## Goal
Retype the whole listing below word for word, keeping every line and number unchanged.

## Exercise materials
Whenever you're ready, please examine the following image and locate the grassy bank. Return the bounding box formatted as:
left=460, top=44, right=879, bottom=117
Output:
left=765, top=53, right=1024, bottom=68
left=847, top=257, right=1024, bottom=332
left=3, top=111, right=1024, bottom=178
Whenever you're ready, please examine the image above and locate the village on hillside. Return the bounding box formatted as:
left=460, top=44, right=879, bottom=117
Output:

## Task result
Whenever you're ready, please examine the following image and locate the grassy bank. Return the bounding box formatted as:
left=460, top=44, right=879, bottom=117
Output:
left=765, top=53, right=1024, bottom=68
left=847, top=257, right=1024, bottom=332
left=3, top=111, right=1024, bottom=178
Whenever you're ready, please examine the image above and locate the village on hillside. Return the bounding box formatted as:
left=460, top=44, right=879, bottom=117
Output:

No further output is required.